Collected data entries
----------
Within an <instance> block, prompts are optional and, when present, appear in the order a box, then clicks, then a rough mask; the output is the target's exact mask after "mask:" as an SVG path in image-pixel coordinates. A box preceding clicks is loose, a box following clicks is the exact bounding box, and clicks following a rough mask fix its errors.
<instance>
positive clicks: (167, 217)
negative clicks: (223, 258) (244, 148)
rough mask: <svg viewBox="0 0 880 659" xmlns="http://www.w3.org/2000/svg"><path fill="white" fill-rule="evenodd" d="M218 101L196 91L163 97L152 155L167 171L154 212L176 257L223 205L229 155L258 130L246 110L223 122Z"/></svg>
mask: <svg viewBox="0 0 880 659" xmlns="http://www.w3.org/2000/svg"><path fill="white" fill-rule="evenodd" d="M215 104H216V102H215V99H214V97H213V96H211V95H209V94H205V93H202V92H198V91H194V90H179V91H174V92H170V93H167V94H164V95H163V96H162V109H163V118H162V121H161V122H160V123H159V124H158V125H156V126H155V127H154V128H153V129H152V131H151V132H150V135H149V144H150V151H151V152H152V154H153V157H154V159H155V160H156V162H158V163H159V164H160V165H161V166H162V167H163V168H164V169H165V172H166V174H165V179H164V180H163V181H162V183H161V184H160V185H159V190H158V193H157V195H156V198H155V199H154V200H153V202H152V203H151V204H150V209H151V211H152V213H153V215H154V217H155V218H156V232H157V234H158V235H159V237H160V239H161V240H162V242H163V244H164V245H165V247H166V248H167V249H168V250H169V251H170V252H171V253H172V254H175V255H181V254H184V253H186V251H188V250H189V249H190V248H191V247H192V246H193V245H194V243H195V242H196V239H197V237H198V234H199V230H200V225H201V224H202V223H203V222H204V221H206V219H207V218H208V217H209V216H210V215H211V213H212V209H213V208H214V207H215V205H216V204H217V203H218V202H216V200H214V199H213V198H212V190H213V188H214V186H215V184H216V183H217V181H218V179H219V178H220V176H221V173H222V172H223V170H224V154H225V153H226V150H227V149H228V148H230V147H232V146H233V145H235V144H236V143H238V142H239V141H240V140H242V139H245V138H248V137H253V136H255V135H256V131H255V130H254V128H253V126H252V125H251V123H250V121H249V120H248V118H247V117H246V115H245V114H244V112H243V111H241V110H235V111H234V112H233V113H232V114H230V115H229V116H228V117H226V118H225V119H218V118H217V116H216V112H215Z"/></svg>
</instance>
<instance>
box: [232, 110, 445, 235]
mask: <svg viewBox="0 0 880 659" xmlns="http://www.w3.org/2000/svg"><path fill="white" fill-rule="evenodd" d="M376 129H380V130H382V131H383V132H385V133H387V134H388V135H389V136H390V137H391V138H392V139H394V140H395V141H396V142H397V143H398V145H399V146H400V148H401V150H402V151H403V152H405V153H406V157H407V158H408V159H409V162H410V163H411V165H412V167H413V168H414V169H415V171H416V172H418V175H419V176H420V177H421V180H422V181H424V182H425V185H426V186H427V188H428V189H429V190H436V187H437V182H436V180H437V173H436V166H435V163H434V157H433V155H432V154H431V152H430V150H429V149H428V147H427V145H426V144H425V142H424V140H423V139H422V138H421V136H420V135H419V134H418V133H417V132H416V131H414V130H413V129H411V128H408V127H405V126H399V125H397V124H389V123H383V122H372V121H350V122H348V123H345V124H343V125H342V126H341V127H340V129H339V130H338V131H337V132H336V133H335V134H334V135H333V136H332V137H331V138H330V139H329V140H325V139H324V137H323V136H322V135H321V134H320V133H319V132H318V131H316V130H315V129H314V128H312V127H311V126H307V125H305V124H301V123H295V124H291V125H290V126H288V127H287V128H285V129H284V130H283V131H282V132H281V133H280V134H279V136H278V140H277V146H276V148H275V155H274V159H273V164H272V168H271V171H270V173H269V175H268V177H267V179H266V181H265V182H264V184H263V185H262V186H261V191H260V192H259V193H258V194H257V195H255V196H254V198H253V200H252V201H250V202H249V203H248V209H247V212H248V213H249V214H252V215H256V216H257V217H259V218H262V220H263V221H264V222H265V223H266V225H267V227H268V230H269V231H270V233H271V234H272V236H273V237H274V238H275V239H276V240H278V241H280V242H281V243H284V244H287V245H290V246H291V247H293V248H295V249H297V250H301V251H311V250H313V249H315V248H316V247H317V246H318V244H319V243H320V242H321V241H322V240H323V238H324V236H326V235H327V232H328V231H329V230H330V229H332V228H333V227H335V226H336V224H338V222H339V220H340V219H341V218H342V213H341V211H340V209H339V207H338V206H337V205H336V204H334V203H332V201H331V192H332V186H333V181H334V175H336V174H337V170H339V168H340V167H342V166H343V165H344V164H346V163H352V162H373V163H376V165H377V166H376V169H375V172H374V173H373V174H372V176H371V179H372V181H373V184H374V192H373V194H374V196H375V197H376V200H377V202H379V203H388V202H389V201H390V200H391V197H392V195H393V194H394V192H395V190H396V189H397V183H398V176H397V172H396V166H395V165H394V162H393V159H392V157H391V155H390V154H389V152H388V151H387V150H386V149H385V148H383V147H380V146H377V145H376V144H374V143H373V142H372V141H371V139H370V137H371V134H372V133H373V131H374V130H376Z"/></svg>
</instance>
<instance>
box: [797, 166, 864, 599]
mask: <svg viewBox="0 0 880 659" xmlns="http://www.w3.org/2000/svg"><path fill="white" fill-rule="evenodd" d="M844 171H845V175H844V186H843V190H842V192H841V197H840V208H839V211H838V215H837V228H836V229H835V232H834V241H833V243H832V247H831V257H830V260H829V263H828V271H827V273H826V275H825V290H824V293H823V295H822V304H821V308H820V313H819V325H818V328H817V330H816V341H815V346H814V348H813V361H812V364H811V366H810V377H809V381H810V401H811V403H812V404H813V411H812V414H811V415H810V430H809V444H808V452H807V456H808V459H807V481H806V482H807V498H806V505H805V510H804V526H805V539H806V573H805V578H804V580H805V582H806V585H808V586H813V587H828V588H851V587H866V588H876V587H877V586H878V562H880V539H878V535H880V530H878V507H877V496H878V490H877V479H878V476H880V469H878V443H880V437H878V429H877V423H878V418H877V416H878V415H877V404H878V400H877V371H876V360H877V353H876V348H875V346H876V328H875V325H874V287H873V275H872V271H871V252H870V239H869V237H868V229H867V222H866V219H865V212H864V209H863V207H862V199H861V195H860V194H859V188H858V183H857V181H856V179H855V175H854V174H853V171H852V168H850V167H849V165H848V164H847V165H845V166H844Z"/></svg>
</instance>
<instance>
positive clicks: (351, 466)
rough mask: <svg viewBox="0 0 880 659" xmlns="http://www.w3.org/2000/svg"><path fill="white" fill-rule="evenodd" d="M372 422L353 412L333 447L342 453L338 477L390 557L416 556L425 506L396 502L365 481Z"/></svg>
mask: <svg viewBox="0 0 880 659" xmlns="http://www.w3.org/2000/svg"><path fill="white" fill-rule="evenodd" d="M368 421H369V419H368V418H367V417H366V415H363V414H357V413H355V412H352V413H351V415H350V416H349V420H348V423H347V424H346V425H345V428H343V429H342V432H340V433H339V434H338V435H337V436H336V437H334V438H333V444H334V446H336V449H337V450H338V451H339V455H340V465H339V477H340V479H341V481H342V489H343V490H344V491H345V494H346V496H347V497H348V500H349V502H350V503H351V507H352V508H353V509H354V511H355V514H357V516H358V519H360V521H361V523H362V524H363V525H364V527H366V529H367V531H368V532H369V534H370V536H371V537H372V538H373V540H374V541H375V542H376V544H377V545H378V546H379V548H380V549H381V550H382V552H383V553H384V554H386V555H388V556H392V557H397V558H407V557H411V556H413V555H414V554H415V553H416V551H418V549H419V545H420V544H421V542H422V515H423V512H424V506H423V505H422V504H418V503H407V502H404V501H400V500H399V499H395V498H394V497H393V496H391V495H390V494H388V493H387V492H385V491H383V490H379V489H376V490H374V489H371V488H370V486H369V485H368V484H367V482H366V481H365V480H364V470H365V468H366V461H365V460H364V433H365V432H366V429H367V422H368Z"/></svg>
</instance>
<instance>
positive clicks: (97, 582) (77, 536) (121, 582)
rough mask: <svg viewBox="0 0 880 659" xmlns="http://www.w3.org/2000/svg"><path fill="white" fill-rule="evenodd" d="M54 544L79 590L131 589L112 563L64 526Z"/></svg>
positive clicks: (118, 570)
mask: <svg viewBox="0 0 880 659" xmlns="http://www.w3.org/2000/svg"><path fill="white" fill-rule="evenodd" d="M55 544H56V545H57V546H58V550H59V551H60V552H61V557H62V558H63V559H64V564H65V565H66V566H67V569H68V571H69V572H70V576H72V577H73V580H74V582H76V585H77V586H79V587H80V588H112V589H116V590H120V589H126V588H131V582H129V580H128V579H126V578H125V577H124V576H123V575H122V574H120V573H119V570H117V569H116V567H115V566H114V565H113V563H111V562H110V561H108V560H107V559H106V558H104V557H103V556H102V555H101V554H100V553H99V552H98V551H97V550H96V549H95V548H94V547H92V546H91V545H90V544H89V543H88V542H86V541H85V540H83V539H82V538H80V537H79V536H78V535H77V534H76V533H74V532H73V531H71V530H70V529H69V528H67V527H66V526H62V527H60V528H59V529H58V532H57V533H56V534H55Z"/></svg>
----------
§ AIM OF THE TASK: Set the entries down again exactly, beginning with their first line and ending with the line that contains "negative clicks: (223, 258) (244, 148)"; omit all other lines.

§ TASK SOLUTION:
Within an <instance> block, prompts are optional and, when present, appear in the order a box, then clicks, then a rough mask; the output is the target's exact mask after "mask:" as an SVG path in image-pixel coordinates. A box preceding clicks is loose, a box following clicks is the exact bounding box, and clicks following a rough mask fix its errors.
<instance>
positive clicks: (167, 217)
negative clicks: (223, 258) (244, 148)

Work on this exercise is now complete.